* Exercise objective
A word-for-word repetition of the records beneath this task is the expected answer.

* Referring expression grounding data
========

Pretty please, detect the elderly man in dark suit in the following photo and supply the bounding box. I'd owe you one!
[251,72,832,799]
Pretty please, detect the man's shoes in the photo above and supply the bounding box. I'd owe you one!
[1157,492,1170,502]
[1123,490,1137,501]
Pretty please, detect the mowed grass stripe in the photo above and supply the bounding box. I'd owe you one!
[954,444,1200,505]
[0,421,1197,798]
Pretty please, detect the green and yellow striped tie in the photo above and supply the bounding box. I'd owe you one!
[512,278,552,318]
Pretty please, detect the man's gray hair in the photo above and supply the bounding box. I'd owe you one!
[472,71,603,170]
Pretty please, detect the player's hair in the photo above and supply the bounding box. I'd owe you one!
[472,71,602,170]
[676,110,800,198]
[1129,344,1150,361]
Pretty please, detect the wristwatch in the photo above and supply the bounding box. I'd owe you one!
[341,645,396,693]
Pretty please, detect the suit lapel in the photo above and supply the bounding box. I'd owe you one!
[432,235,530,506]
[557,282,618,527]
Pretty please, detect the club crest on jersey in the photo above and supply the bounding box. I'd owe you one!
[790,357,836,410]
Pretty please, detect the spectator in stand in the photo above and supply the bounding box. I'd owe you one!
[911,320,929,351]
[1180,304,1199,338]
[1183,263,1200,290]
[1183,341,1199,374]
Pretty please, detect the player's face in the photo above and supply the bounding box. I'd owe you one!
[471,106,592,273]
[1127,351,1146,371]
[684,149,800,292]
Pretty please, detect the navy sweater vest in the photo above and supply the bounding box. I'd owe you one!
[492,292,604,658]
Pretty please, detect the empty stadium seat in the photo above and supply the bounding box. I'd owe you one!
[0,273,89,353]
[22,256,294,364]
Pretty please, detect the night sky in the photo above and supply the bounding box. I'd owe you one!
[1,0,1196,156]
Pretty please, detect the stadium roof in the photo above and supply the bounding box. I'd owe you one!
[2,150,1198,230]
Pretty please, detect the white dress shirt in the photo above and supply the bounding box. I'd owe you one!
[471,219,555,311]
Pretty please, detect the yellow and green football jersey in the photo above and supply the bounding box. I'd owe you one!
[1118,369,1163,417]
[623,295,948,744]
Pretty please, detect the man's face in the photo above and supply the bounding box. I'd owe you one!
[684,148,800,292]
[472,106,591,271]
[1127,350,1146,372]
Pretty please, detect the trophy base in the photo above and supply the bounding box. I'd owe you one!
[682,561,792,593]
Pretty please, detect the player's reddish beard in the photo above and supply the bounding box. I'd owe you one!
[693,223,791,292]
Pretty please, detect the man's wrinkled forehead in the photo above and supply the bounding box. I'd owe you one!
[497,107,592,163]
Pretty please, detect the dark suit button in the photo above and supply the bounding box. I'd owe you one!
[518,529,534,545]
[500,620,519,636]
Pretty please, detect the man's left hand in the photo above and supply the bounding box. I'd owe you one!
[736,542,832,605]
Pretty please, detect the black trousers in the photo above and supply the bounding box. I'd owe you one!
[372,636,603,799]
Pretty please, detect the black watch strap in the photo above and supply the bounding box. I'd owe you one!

========

* Expected answer
Pretty please, detect the elderly man in dark suit in the following photo and supply the bounding box. I'd owe you one!
[251,72,832,799]
Pretty please, detect the man's shoes in the photo above and supply the bounding box. I'd owe you one!
[1157,492,1170,502]
[1123,490,1137,501]
Pretty please, detect the mowed grass stripe in the photo above and supply the bounding box. I'd owe you one!
[954,444,1200,505]
[0,421,1197,798]
Pretty please, detect the green and yellow striped tie in the photo above and supply the bounding box. I'd owe you one!
[512,278,552,318]
Pretty please, detect the man's gray hair in the photo above and supply the bounding box. I'd owe you one!
[472,71,603,170]
Pretty please, detect the player's hair in the photo above and supply the bounding box. I'd owe you one!
[472,71,602,170]
[676,110,800,198]
[1129,344,1150,361]
Pretty please, detect the wristwatch in the photo above and supply the bounding box. I'd owe you one!
[341,645,396,693]
Pretty please, detect the suit lapel in the photo above and supply the bounding box. I'd owe you one!
[432,235,530,506]
[557,282,618,527]
Pretty please, detect the club crest on jersey in the photo above and supply the bounding box. I'd owe you one!
[790,357,836,410]
Pretty please, detect the spectator in stand in the photo above and supply the bounding box. I'd owe you one!
[911,320,929,351]
[1180,304,1199,338]
[1183,263,1200,290]
[1183,341,1199,374]
Pretty please, detect the player's face in the photo above and supply the bounding box. I'd owe you one!
[471,106,592,273]
[1127,351,1146,371]
[684,149,800,292]
Pretty please, detect the navy sweater vest in the photo above and supply the bounding box. I'd owe you one!
[492,292,604,658]
Pretty please, detect the empty stadium seat in the photo above and supply the bounding box. I'd owe you one!
[0,273,89,353]
[22,256,294,364]
Pretty please, detect the night sky in the photo above and supply the bounding box. I'd owe you one!
[1,0,1196,156]
Pretty please, detect the stadium roof in the photo above and supply the bounding box. I'd owe you one!
[2,150,1198,230]
Pretty please, detect the white dress shirt in the photo above and supply the bounding box. I'd owe you one!
[471,219,555,311]
Pretty please, detect the yellow and green football jersey in the photo above and supply the bounding box. I'd owe you one!
[1118,369,1163,417]
[623,295,948,744]
Pretty please, detect the man's face in the photo above and supply the bounding box. I'd owe you one!
[684,148,800,292]
[472,106,591,271]
[1127,350,1146,372]
Pretty please, detect the trophy base in the photo above and supply the bounding box. I'd owe you one!
[682,561,792,593]
Pretty please, detect the player's reddish beard in the photo above and supply the bounding box. I'd owe you one!
[693,223,791,292]
Pretty please, detect the man's wrinkled forehead in the photo above and supply the bounding box. I'd owe you one!
[497,107,592,163]
Pretty please, detect the dark suit button in the photo above and supply the bounding box. I'd owe you one!
[518,529,534,545]
[500,620,519,636]
Pretty please, detect the man's left hand in the photo above and supply the bounding box. I'd owe you one!
[736,542,832,605]
Pretty please, detect the black trousers in the photo above and supply the bounding box. I'd owe you one!
[372,636,603,799]
Pretty please, detect the black watch strap in the photo above and supply the bounding box. I'd owe you one!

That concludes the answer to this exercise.